**** PASSAGE PROVIDED ****

# What are your fav schooling fish for a very brightly lit tan



## jart (Jan 17, 2003)

so let's have it..

with members posting ad infinitum re lighting for tanks which is exceeding 2.5 wpg... what fish do you have that seem to display their best coloration under such bright light?

i've always had a thing for harlequins... but have never seen them in a brightly lit tank.

how about congos? maybe emperors? dwarf gouramis? what are your 'brite lite' faves?

regards
jart


----------



## SNPiccolo5 (Oct 6, 2002)

Gouramis really aren't schooling fish, but harlequin rasboras are such a sight to behold.... That's my answer.

-Tim


----------



## jonah (Nov 29, 2002)

Tiger barbs.


----------



## lanstar (Nov 29, 2002)

I love the appearance... and hate the fragility... of Cardinal Tetras.

Neon blue dwarf Rainbows are rather dull when young but (the males) color up nicely as adults.











Australian Rainbows are pretty, but I can't find them any longer.










Turquoise Rainbows are also a nicely colored schooling fish.


----------



## GulfCoastAquarian (Jul 30, 2002)

I'll throw in another vote for Harlequins. Look at this picture in my 4 watt per gallon tank. The Harlequin to the left is directly underneath my 5500K Power Compact bulb. Look at how intense the orange is around the edges. It's the orange that makes them stand out against the green plants (orange being green's complimentary color).


----------



## Jim Miller (Dec 24, 2002)

What size do Harlequins get to?

tnx
jtm


----------



## GulfCoastAquarian (Jul 30, 2002)

You'll usually buy Harlequins around 5/8" to 3/4" in the store and see them grow to 1" to 1 1/8" at the very most.


----------



## Buck (Oct 13, 2002)

There is nothing like watching the gold and red flashes of these schooling fish in my tank...
Feeding time is a frenzy ! :hehe:


----------



## GulfCoastAquarian (Jul 30, 2002)

I love WCMM! Those are some of the most resilient fish I've ever seen! Here's a funny story:
I left for work one morning and got a phone call when I came in (after an hour commute) from my wife that the bottom of my 55 gallon tank had just totally fell out and that 55 gallons of water was all over the floor and she scooped most of the fish up and put them in my 20 gallon tank. I took off from work and headed home (another hour) and took a look at the damage. She got most of the fish but most of the WCMM's had been crushed by gravel or broken glass. I started scooping up the gravel and I saw a WCMM in the gravel. His gills weren't moving or anything, and I figured him dead but I threw him in the 20 gallon anyway. He fell to the bottom. I watched him for a few minutes and thought I saw his gills start to move but couldn't be sure. I continued cleaning up and came back an hour later. I couldn't find the guy on the floor. I figured one of the Angels had scooped him up. I look around, and there he is, swimming around at the top, as good as new. My kid brother still has that fish today and that was four years ago!

****

SHORT EXERCISE 1
Write out the part of the fish thread starting at "i've always had" and ending at "(Oct 6, 2002)".
SHORT EXERCISE 2
List the username of every person who posted in the fish thread, naming each one once.
The lines after this point have no connection to the fish thread.

**** DATA ROWS ****

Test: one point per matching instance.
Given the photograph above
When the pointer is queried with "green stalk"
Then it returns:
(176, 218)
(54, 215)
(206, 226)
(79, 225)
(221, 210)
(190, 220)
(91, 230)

****

TASK ANSWER 1
i've always had a thing for harlequins... but have never seen them in a brightly lit tank.

how about congos? maybe emperors? dwarf gouramis? what are your 'brite lite' faves?

regards
jart


----------



## SNPiccolo5 (Oct 6, 2002)

TASK ANSWER 2
jart
SNPiccolo5
jonah
lanstar
GulfCoastAquarian
Jim Miller
Buck